RECORDS FOR PROCESSING:
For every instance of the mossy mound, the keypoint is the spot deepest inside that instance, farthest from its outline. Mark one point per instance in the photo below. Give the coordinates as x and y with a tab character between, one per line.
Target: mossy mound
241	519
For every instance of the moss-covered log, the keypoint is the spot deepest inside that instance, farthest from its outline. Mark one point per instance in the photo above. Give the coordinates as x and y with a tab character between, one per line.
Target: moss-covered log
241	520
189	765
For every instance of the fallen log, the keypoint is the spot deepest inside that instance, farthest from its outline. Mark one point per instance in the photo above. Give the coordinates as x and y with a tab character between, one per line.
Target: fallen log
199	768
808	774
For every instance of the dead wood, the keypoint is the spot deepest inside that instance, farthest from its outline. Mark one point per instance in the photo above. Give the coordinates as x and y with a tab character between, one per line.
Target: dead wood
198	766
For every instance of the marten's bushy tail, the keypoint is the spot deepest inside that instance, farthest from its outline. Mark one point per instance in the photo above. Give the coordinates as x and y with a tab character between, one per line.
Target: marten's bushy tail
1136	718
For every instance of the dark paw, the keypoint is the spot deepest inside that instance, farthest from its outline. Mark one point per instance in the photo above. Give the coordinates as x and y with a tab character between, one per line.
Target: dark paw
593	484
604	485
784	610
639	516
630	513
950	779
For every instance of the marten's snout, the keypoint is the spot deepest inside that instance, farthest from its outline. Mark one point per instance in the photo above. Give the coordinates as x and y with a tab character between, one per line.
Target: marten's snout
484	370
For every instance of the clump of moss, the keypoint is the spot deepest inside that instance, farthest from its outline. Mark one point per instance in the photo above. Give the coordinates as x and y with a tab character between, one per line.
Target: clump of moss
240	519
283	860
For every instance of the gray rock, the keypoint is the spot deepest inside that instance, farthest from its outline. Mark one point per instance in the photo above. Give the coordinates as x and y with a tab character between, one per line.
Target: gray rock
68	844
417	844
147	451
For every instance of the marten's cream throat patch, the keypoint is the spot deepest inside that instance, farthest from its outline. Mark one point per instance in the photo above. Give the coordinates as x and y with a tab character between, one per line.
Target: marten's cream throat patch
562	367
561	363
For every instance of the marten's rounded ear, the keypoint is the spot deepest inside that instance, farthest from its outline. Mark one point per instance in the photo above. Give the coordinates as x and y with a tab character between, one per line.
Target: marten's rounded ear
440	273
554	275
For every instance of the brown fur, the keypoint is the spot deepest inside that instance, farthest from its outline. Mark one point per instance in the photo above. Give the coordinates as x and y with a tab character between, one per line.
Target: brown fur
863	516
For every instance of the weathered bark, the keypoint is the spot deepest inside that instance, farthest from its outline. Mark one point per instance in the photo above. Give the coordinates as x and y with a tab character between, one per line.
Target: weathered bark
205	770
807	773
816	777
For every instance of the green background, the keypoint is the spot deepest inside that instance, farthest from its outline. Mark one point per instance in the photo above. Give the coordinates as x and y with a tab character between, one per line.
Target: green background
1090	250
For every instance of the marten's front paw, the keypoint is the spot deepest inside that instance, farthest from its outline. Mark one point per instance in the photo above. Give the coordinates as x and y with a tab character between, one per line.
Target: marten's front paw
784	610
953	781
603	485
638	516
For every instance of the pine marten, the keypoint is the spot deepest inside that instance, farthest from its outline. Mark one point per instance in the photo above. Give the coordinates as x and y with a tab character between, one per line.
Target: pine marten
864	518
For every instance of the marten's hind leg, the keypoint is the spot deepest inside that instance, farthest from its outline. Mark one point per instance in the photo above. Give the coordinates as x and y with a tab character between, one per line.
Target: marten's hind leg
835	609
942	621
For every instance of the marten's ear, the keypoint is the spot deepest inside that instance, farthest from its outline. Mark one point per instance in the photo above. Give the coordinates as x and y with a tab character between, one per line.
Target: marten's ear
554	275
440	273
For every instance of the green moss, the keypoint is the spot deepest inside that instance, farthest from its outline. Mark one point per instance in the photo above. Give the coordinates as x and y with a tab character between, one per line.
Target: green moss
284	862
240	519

JOB:
Copy all of the data exactly.

FULL OUTPUT:
For every instance of the mossy mound, the keypoint is the spot deepest inside that instance, farthest from its outline. Mark one point per instance in the photo below. Give the coordinates as x and y with a tab character between, one per line.
Target: mossy mound
241	519
For every instance of the moss-covered log, the keypoint is the spot deepest inside that instance, farthest from its outline. Mark one point per instance in the photo above. Give the coordinates as x and y with a tab character between, one per line.
Target: moss-covered log
241	520
189	765
For every instance of the fallen log, the keypoint is the spot deepest inside that instance, farthest from its outline. Mark one point per instance in the photo above. Give the coordinates as x and y with a tab character between, one per line.
Target: fallen log
199	768
808	774
For every instance of the dead wood, the keypoint is the spot deepest inside that instance, farthest from its outline. Mark one point per instance in the photo above. Give the coordinates as x and y with a tab character between, one per line.
Target: dead wood
198	766
For every instance of the marten's bushy tail, the keypoint is the spot deepest inside that instance, farthest from its outline. Mark one point per instance in the photo above. Give the coordinates as x and y with a tab character between, one per line.
Target: marten's bushy tail
1136	718
For every instance of the dark paw, the keypoint is the spot deepest inside that instance, farthest from its outline. Mark one point per instance in the photo above. Give the coordinates as x and y with a tab character between, one per line.
Target: dark paw
593	484
604	485
784	610
639	516
630	513
950	779
For every instance of the marten's snout, the keypoint is the spot deepest inside that instance, farthest from its outline. Mark one point per instance in the photo above. Give the coordinates as x and y with a tab character between, one per line.
Target: marten's snout
484	370
For every instance of the clump of moss, the keypoint is the spot deepest inside that instance, farthest from its outline. Mark one point per instance in the photo above. Give the coordinates as x and y with a tab character between, one per line.
Target: clump of moss
240	519
283	860
For every instance of the gray rock, the keypoint is the spot deepest inside that instance, farthest from its outline. Mark one point per instance in the photo above. Give the coordinates as x and y with a tab character between, one per line.
Target: gray rock
68	844
417	844
147	451
For every instance of the marten's cream throat patch, the keypoint is the spot deepest inside that instance, farthest from its outline. Mark one point per instance in the photo above. Give the coordinates as x and y with a tab character between, one per line.
Target: marten's cream throat patch
562	367
561	363
For every instance of the marten's rounded ear, the keypoint is the spot deepest inside that instance, farthest from its outline. Mark one point per instance in the photo above. Give the coordinates as x and y with a tab character between, one per line.
Target: marten's rounded ear
440	273
554	275
For every instance of the brown fur, the keypoint is the spot deepest inside that instance, farthest from its outline. Mark one point per instance in the photo above. Give the coordinates as x and y with a tab character between, one per line.
Target: brown fur
863	516
For every instance of the weathered bark, the keypoint is the spot deepest inside that instance, farthest from its outline. Mark one point per instance in the photo above. Give the coordinates as x and y with a tab character between, one per line.
Target: weathered bark
205	770
807	773
816	777
For every instance of the green background, the keypoint is the spot deepest inside that instance, farthest from its outline. Mark one point per instance in the photo above. Give the coordinates as x and y with a tab character between, one per line.
Target: green background
1090	250
For every instance of the marten's front paw, the keypoint is the spot deepest inside that instance, farthest from its outline. Mark one point per instance in the photo above. Give the coordinates as x and y with a tab character between, one per line.
Target: marten's front paw
784	610
953	781
603	485
638	516
For every instance of the pine marten, the keypoint is the spot deepest inside that instance, farthest from its outline. Mark one point per instance in the photo above. Give the coordinates as x and y with a tab character between, one per line.
Target: pine marten
864	518
For every instance of the marten's hind leg, the keypoint is the spot deepest inside that instance, farthest from its outline. Mark one point per instance in the photo above. Give the coordinates as x and y with a tab character between, one per line.
Target: marten's hind leg
835	609
942	621
For every instance of the marten's ear, the keypoint is the spot deepest inside that instance, farthest from its outline. Mark one point per instance in the photo above. Give the coordinates as x and y with a tab character between, one per line.
Target: marten's ear
554	275
440	273
For every instance of the green moss, the keypoint is the spot deepest inside that instance, farthest from its outline. Mark one point per instance in the photo above. Give the coordinates as x and y with a tab character between, one per line.
Target: green moss
284	862
240	519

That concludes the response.